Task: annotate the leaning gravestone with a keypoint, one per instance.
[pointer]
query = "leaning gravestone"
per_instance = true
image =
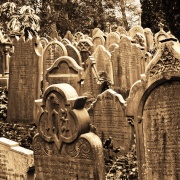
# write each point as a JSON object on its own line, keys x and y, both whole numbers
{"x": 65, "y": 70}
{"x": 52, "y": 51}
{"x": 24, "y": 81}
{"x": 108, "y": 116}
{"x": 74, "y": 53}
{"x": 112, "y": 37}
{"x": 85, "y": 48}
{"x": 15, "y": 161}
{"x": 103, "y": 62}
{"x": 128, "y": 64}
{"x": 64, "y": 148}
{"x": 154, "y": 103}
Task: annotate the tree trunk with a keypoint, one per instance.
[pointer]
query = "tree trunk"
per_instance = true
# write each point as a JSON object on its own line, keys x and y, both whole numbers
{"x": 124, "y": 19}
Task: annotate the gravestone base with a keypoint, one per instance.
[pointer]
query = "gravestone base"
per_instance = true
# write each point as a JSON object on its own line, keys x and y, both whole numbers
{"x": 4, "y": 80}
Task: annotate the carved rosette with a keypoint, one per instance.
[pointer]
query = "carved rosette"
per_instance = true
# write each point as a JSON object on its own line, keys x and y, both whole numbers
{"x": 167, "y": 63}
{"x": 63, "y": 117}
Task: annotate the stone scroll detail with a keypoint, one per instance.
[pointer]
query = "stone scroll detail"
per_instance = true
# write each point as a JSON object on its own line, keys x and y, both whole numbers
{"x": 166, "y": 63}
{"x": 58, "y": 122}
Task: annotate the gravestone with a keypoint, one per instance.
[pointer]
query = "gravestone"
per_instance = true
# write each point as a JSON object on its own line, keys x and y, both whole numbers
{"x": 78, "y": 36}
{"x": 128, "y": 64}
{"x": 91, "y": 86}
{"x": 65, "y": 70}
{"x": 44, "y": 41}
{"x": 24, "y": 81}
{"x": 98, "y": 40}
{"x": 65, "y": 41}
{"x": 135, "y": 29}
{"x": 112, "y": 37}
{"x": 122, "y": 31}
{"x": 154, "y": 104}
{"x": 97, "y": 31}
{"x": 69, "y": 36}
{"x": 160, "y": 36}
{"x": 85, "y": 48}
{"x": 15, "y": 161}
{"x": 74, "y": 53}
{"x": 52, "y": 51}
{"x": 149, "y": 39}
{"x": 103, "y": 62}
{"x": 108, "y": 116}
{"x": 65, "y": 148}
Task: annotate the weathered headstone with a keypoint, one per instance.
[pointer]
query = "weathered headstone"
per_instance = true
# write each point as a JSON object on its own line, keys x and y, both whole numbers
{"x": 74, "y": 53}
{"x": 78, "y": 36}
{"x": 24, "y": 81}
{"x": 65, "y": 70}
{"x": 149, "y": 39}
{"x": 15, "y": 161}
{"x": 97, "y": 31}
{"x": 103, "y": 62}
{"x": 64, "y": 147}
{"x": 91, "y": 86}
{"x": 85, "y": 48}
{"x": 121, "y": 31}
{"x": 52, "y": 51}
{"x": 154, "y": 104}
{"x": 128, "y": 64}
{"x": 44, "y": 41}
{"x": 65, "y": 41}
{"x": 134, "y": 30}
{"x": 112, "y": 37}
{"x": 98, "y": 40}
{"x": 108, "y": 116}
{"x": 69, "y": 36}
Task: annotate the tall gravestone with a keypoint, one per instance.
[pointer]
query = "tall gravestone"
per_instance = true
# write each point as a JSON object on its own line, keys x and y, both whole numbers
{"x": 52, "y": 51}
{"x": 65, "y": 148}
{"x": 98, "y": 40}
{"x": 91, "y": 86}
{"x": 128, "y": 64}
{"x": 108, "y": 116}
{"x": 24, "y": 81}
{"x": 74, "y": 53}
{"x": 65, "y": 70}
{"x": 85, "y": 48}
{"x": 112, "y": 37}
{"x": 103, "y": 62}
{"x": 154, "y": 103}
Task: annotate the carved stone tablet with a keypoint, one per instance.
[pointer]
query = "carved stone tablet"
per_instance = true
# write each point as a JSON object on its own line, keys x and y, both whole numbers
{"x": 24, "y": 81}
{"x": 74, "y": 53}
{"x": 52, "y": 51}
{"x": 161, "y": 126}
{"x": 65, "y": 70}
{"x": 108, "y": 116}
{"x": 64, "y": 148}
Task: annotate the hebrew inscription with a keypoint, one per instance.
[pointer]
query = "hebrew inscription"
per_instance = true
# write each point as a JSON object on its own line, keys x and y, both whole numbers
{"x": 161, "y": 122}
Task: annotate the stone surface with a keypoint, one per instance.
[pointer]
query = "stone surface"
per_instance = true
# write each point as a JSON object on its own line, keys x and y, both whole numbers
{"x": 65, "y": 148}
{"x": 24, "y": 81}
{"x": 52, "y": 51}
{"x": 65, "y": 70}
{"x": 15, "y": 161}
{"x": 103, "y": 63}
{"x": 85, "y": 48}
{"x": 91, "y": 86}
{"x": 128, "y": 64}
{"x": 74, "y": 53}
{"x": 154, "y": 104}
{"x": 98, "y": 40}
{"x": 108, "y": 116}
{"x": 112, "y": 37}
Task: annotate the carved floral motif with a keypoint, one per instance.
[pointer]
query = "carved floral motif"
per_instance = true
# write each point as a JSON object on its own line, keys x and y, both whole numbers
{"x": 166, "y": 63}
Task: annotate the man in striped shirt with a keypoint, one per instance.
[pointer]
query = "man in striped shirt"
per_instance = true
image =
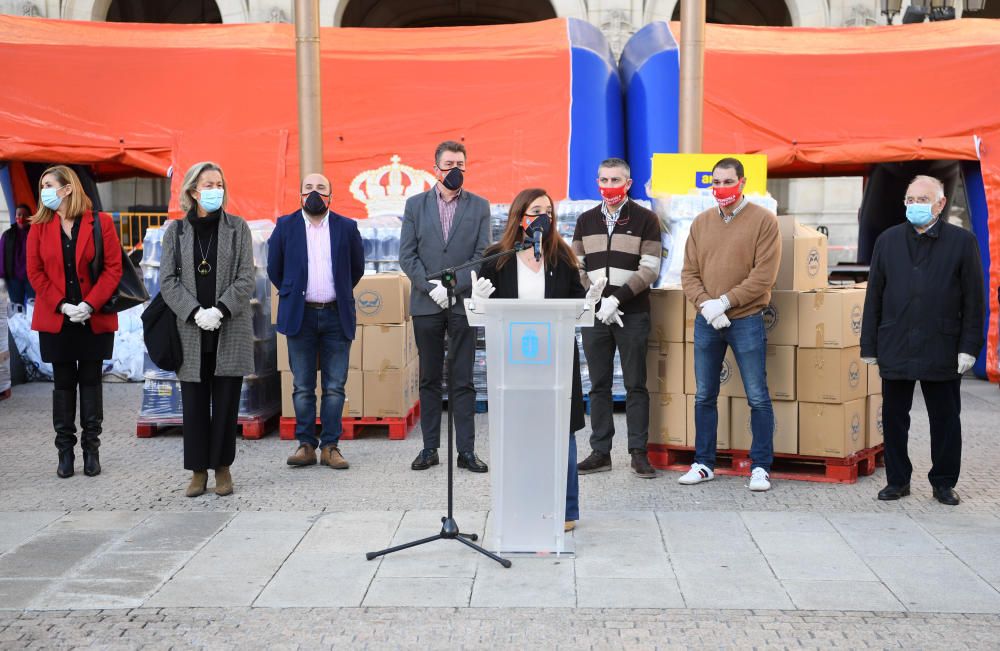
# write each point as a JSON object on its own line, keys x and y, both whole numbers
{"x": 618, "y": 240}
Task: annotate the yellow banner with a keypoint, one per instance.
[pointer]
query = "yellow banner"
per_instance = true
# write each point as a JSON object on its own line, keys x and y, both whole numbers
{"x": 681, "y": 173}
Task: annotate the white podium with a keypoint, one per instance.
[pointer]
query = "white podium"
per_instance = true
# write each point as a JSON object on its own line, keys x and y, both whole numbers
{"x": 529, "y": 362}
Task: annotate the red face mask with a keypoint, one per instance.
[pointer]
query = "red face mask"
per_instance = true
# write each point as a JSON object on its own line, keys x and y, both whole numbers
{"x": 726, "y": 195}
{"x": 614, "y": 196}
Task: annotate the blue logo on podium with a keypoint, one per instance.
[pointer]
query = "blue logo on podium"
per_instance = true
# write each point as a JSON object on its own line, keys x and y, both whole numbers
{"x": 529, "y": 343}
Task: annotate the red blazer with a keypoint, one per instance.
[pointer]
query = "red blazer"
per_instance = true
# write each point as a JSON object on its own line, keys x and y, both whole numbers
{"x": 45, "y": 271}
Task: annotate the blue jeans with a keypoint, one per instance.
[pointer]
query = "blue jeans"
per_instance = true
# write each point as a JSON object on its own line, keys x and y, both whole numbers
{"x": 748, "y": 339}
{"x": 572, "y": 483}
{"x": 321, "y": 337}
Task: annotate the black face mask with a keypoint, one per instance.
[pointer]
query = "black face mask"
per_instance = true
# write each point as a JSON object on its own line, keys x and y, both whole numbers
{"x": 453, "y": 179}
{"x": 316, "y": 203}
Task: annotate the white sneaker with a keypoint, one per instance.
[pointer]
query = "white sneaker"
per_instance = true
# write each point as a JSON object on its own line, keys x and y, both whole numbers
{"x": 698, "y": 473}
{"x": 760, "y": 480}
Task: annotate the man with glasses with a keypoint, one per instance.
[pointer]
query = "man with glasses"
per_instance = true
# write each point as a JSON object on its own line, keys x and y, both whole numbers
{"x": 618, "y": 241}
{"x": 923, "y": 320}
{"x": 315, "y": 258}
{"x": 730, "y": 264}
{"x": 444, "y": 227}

» About this exercise
Find the lines of the listing above that hold "trunk". Please copy them.

» Response to this task
Task: annotate the tree trunk with a keypoint, one per instance.
query = "tree trunk"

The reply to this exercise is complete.